Start of INPUT FOR THIS TASK

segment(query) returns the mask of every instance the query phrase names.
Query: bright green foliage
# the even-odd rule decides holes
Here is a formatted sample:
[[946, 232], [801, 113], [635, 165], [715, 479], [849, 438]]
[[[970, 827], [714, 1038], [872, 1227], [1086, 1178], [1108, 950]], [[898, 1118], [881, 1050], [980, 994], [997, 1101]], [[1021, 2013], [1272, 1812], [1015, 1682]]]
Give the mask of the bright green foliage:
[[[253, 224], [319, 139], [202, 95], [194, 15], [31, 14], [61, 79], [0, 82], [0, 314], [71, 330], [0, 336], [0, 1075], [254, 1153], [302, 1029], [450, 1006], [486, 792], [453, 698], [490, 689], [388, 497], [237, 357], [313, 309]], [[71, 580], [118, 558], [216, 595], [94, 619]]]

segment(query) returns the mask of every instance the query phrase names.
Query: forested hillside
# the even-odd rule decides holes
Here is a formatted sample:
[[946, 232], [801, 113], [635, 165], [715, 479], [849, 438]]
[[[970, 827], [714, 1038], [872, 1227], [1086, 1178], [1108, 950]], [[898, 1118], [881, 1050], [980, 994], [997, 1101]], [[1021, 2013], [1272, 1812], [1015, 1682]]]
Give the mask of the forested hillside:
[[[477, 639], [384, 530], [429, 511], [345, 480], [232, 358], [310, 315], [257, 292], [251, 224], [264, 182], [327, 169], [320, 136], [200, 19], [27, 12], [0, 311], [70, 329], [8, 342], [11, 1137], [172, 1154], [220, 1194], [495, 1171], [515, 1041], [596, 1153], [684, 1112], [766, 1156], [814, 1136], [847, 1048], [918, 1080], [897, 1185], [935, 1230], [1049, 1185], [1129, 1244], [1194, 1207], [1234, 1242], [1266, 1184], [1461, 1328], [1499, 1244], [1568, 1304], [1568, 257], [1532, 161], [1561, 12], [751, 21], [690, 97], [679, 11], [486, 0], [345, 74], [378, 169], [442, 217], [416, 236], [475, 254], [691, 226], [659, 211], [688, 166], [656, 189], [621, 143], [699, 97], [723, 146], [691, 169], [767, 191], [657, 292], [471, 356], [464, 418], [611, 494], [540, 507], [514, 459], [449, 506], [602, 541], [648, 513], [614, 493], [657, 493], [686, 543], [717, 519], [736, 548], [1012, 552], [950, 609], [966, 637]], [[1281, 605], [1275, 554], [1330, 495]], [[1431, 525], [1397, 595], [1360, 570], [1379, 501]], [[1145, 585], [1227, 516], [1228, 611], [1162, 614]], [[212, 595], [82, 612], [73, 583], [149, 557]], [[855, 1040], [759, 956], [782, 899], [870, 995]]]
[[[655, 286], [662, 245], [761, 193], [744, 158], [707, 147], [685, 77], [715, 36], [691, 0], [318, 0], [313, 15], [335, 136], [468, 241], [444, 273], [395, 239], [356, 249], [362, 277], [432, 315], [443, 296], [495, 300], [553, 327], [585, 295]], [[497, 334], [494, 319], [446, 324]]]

End of INPUT FOR THIS TASK

▶ [WHAT THE TASK ASKS] Please reproduce the entire listing, exactly as shown.

▶ [EXPECTED ANSWER]
segment(query) returns the mask of every instance the query phrase names.
Query: bright green foliage
# the even-odd rule decides holes
Here is a formatted sample:
[[946, 232], [801, 113], [635, 165], [715, 479], [849, 438]]
[[[970, 827], [714, 1038], [872, 1227], [1086, 1178], [1108, 950]], [[898, 1118], [881, 1050], [980, 994], [997, 1101]], [[1021, 2013], [1272, 1812], [1015, 1682]]]
Give the mask of the bright green foliage:
[[[253, 224], [319, 139], [202, 95], [194, 15], [31, 14], [61, 79], [0, 82], [0, 314], [71, 330], [0, 336], [0, 1075], [254, 1153], [302, 1029], [450, 1006], [486, 792], [453, 698], [490, 689], [388, 497], [237, 357], [313, 309]], [[71, 580], [118, 558], [216, 595], [94, 619]]]

segment(query) returns the mask of every instance the query phrase names.
Query: forested hillside
# the even-odd rule decides holes
Here is a formatted sample:
[[946, 232], [801, 113], [635, 165], [715, 479], [849, 438]]
[[[970, 827], [714, 1038], [872, 1227], [1086, 1178], [1108, 950]], [[898, 1118], [881, 1050], [980, 994], [997, 1101]], [[1021, 2013], [1272, 1812], [1015, 1682]]]
Give the mask of the forested hillside:
[[[477, 639], [384, 530], [429, 511], [345, 480], [232, 358], [310, 315], [257, 292], [251, 224], [264, 182], [327, 169], [320, 136], [200, 19], [27, 12], [0, 311], [70, 329], [8, 342], [11, 1137], [172, 1154], [220, 1194], [495, 1171], [515, 1041], [596, 1153], [684, 1112], [766, 1156], [814, 1136], [847, 1048], [918, 1080], [897, 1185], [935, 1230], [1049, 1185], [1129, 1244], [1194, 1207], [1234, 1242], [1266, 1184], [1461, 1328], [1499, 1244], [1568, 1304], [1568, 257], [1532, 161], [1561, 12], [751, 21], [690, 97], [679, 11], [486, 0], [345, 74], [378, 169], [442, 217], [416, 236], [475, 254], [691, 226], [659, 211], [688, 166], [656, 189], [621, 143], [699, 97], [723, 146], [691, 169], [767, 191], [657, 292], [471, 356], [464, 418], [611, 494], [540, 507], [514, 459], [449, 506], [602, 541], [648, 513], [614, 493], [657, 493], [686, 543], [717, 519], [736, 548], [1012, 552], [950, 609], [966, 637]], [[1281, 605], [1275, 554], [1330, 495]], [[1431, 525], [1397, 595], [1360, 570], [1379, 501]], [[1145, 585], [1227, 516], [1228, 611], [1162, 614]], [[212, 595], [82, 612], [73, 583], [149, 557]], [[855, 1040], [759, 956], [782, 899], [870, 995]]]
[[[655, 286], [662, 245], [761, 193], [744, 158], [707, 147], [685, 77], [715, 36], [691, 0], [318, 0], [313, 15], [335, 136], [468, 241], [444, 273], [395, 239], [356, 249], [362, 277], [432, 315], [443, 296], [495, 300], [553, 327], [585, 295]], [[497, 334], [494, 319], [446, 324]]]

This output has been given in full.